- _Material provided_

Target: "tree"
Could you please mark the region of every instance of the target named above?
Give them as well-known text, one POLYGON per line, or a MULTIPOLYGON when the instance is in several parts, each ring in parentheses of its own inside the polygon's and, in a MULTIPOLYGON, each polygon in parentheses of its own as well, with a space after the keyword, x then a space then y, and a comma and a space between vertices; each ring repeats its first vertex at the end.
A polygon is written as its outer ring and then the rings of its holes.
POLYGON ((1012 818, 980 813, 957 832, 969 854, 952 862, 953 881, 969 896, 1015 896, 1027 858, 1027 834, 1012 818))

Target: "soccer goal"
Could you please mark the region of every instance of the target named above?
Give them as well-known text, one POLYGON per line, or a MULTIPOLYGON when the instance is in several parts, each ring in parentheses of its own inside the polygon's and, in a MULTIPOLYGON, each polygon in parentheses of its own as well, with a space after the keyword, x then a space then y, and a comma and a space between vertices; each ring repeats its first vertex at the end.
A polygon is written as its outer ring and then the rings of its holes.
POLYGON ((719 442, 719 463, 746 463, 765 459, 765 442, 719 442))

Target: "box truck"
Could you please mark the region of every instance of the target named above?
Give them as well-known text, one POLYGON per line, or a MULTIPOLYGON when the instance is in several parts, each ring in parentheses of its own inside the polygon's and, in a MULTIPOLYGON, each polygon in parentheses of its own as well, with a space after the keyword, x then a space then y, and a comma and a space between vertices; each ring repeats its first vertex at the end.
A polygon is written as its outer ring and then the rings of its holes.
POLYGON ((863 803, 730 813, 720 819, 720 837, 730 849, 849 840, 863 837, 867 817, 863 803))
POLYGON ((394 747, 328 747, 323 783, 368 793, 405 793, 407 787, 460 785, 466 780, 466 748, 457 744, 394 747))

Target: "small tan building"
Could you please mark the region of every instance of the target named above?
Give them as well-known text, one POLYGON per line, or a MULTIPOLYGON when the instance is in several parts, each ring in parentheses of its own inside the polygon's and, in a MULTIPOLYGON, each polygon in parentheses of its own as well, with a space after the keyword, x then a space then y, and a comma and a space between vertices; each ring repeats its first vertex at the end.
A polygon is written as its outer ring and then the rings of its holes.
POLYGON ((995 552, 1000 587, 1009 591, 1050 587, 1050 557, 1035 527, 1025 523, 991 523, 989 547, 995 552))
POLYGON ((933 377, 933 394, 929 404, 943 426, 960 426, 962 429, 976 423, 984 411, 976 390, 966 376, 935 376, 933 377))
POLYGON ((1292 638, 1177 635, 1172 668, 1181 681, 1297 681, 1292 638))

- _What is required_
Could you write out again every line from the first one through the one containing "POLYGON ((719 442, 719", inclusive, keeping all of their wording but shifting each coordinate in the polygon outlines by adding 104 to it?

- _Written response_
Target: "tree"
Could you please mark the region of every instance of the target named above?
Give them as well-known text, one POLYGON per line, or a MULTIPOLYGON when the instance is in several parts, each ring in parentheses of its own inside the polygon's and, in a MULTIPOLYGON, each polygon in parentheses of its own as well, with a space after the keyword, x then a space then y, and a comma and a space between vertices; each ring repeats its first vertex at the end.
A polygon is written as its outer ring and then the rings of its holes.
POLYGON ((1116 922, 1084 917, 1061 936, 1073 958, 1056 966, 1057 985, 1073 1000, 1119 1000, 1131 962, 1131 938, 1116 922))

Target: "soccer goal"
Could you please mark the region of every instance of the target named above?
Give them as well-known text, one POLYGON per line, or a MULTIPOLYGON when the instance is in several parts, each ring in parentheses of its own inside the polygon's and, in a MULTIPOLYGON, each polygon in parentheses of its own as well, with a space after the keyword, x then a space then y, and a comma and a space between vertices; each ring repeats its first vertex at the end.
A polygon is written as its outer ring and then the rings of its holes.
POLYGON ((823 546, 823 567, 850 567, 869 563, 869 546, 823 546))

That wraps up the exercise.